-- start --
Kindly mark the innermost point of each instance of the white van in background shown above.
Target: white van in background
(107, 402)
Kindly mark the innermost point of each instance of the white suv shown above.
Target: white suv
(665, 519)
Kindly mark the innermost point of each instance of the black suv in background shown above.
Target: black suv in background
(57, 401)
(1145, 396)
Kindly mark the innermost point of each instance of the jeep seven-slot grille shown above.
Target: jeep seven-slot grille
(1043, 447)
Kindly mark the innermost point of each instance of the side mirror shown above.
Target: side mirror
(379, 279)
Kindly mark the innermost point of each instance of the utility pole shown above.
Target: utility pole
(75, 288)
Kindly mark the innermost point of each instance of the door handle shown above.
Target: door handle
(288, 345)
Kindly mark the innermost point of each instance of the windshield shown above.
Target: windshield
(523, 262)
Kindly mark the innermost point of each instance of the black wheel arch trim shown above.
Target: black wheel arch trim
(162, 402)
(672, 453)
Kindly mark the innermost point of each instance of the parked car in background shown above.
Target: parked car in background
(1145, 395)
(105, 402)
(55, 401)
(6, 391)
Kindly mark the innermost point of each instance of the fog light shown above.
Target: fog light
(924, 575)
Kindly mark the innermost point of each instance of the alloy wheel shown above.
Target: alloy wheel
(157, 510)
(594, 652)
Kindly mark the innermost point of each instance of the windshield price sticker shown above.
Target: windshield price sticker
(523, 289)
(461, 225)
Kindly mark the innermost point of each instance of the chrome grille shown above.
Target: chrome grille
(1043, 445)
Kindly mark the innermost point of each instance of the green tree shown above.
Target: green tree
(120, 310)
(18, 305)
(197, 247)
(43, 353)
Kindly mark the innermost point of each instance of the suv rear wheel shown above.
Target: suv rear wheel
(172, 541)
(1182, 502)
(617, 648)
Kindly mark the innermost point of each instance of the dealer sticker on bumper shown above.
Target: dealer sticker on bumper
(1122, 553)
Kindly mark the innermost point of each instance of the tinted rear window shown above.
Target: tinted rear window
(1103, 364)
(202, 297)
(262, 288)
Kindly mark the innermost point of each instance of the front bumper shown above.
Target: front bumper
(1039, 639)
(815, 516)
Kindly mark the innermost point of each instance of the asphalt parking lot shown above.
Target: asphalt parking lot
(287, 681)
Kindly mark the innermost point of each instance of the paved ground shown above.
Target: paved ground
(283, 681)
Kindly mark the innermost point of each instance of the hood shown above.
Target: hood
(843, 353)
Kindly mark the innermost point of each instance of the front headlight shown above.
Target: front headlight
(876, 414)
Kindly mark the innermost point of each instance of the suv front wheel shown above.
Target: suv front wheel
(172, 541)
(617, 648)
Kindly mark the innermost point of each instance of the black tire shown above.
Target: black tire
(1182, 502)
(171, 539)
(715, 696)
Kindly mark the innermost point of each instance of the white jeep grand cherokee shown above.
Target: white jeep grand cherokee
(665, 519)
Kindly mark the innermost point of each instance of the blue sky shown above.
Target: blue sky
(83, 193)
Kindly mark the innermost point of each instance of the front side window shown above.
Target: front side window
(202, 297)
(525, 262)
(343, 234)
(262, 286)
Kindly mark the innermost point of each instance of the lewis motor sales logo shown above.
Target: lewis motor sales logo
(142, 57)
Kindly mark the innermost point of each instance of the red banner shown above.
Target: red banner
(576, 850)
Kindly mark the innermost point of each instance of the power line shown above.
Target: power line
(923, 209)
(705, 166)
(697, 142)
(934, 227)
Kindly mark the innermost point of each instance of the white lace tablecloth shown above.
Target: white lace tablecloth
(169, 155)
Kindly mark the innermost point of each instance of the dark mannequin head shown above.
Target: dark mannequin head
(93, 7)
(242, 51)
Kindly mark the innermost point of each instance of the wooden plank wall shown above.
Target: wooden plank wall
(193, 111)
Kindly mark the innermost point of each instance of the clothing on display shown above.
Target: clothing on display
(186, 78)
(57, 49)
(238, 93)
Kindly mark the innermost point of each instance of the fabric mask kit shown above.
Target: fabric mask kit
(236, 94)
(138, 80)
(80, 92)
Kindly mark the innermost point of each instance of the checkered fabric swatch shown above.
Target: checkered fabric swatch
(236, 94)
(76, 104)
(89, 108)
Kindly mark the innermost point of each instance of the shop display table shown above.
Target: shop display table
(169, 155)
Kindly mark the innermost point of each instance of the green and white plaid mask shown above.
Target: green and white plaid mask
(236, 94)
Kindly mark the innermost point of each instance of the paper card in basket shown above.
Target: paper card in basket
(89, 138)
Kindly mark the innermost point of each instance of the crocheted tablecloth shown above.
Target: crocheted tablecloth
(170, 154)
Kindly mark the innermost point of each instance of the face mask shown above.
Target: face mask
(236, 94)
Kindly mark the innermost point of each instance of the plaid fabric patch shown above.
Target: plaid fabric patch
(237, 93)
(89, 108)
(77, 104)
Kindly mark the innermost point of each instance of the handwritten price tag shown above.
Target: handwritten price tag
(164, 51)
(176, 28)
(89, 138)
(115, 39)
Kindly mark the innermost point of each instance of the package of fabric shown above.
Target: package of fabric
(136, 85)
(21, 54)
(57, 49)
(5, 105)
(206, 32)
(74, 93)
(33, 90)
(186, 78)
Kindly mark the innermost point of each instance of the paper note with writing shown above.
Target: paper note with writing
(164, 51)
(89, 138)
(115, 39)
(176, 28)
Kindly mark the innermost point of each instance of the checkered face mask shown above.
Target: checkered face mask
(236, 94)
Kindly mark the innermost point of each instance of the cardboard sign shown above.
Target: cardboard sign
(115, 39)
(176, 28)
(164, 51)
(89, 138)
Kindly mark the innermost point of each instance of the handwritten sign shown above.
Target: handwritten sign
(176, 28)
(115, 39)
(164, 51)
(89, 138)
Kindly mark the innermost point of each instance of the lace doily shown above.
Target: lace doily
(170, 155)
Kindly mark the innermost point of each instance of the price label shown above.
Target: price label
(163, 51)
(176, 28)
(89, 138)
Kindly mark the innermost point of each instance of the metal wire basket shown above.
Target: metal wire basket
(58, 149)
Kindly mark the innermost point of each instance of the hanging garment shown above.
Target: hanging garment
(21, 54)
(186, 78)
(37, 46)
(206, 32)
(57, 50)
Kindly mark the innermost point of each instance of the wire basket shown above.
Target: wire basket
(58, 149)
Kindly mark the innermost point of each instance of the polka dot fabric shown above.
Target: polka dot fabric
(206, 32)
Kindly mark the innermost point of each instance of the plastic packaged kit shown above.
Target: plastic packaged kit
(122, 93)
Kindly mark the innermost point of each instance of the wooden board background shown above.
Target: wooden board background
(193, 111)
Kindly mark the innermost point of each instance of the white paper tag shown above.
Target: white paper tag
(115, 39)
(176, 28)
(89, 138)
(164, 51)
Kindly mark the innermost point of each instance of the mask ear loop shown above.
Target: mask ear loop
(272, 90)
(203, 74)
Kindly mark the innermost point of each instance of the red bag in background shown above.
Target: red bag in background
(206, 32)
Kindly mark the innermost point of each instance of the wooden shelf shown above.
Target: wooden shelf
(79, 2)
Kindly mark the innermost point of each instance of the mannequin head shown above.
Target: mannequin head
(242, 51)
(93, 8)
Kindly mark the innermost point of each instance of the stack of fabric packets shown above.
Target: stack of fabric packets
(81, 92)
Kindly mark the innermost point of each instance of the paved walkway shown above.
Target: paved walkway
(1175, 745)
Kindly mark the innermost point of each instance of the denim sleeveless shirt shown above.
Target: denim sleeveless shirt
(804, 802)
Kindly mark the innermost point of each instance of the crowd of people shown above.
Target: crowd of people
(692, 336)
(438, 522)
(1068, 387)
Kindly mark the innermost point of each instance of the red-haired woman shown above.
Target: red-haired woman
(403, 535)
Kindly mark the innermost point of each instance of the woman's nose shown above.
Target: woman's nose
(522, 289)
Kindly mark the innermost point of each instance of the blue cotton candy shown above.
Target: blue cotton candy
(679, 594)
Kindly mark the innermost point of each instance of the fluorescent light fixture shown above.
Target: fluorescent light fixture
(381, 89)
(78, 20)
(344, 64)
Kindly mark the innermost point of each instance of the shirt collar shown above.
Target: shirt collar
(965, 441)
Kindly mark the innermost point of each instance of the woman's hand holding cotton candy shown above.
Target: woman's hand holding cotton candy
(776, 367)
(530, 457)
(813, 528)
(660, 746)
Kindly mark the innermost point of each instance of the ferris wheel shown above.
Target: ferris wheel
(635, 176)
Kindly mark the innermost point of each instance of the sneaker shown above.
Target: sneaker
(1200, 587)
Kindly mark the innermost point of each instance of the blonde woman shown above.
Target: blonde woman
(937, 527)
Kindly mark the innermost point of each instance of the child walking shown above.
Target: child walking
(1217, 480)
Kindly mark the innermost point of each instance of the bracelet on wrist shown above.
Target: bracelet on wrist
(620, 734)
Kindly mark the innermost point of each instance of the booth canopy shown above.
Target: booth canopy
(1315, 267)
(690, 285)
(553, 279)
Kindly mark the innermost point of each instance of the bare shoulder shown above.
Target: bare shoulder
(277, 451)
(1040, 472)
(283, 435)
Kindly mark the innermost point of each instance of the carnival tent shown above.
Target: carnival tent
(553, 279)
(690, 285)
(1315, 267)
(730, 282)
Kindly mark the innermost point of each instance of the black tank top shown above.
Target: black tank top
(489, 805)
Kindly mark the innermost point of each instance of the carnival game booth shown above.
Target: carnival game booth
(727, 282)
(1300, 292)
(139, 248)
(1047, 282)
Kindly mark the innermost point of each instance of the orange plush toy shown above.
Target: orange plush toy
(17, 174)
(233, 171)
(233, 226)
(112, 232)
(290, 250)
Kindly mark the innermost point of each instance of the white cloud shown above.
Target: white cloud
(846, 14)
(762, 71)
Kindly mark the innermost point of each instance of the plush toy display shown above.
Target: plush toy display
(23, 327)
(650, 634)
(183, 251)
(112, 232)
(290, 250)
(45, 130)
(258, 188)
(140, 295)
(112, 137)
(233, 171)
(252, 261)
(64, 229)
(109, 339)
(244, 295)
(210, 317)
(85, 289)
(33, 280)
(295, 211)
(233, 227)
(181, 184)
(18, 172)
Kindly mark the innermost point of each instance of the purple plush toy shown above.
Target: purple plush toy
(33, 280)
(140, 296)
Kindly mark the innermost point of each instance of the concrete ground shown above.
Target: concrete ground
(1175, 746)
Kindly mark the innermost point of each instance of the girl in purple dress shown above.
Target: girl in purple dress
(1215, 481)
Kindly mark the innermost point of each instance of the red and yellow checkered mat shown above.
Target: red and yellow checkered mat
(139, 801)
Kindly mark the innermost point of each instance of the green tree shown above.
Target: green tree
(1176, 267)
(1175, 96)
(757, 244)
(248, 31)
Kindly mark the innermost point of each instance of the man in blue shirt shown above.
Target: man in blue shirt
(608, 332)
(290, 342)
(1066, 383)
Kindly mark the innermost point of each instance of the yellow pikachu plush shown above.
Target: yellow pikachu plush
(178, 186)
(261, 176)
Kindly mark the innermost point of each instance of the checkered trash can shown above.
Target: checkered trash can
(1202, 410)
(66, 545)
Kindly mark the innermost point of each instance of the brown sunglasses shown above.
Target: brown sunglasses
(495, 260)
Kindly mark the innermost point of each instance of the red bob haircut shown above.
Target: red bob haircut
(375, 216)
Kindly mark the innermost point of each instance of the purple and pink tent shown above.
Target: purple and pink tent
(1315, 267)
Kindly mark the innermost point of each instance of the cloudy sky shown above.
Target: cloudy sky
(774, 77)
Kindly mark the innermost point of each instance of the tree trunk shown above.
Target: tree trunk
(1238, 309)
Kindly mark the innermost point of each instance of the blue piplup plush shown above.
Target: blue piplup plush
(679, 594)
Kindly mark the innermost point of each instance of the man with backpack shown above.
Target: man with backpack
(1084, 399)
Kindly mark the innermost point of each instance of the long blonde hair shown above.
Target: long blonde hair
-- end --
== Problem description ==
Reproduce the items word for word, starting at the first line and ending with the line that contains "(1122, 553)", including that line.

== Solution below ==
Kindly mark the innermost point of each instance of the white van in background shown above.
Target: white van in background
(107, 402)
Kindly mark the innermost point of each instance of the white suv shown above.
Target: white suv
(665, 519)
Kindly mark the innermost point of each instance of the black suv in background shown above.
Target: black suv in background
(57, 401)
(1145, 396)
Kindly mark the innermost point of each instance of the jeep seven-slot grille shown above.
Target: jeep seven-slot grille
(1043, 447)
Kindly mark the innermost point of each instance of the side mirror shown above.
Target: side mirror
(379, 279)
Kindly mark the innermost point of each instance of the utility pole shown above.
Target: utility pole
(75, 288)
Kindly mark the innermost point of each instance of the door handle shown above.
Target: door handle
(288, 345)
Kindly mark the innermost point of each instance of the windshield shown above.
Target: windshield
(523, 262)
Kindly mark the innermost point of each instance of the black wheel arch trim shown above.
Target: black wheel arch trim
(162, 402)
(672, 453)
Kindly mark the innermost point of each instance of the parked car in background shown above.
Target: parked car in background
(1145, 395)
(105, 402)
(55, 401)
(6, 391)
Kindly mark the innermost point of each instance of the fog light shown above.
Target: fog light
(924, 575)
Kindly mark the innermost point of each instance of the alloy wheel shown above.
Target: alloy wheel
(157, 510)
(594, 652)
Kindly mark the innermost point of each instance of the windshield price sticker shown above.
Target: windshield price sticker
(523, 289)
(461, 225)
Kindly mark the innermost point of each instance of the chrome grille shown above.
Target: chrome grille
(1043, 445)
Kindly mark the innermost point of each instance of the green tree shown above.
Target: green tree
(120, 310)
(18, 305)
(197, 247)
(43, 353)
Kindly mark the innermost point of each instance of the suv rear wheel shown above.
Target: suv rear wheel
(172, 541)
(1182, 502)
(617, 648)
Kindly mark the innermost point of each instance of the dealer sticker on bumper shown above.
Target: dealer sticker on bumper
(1122, 553)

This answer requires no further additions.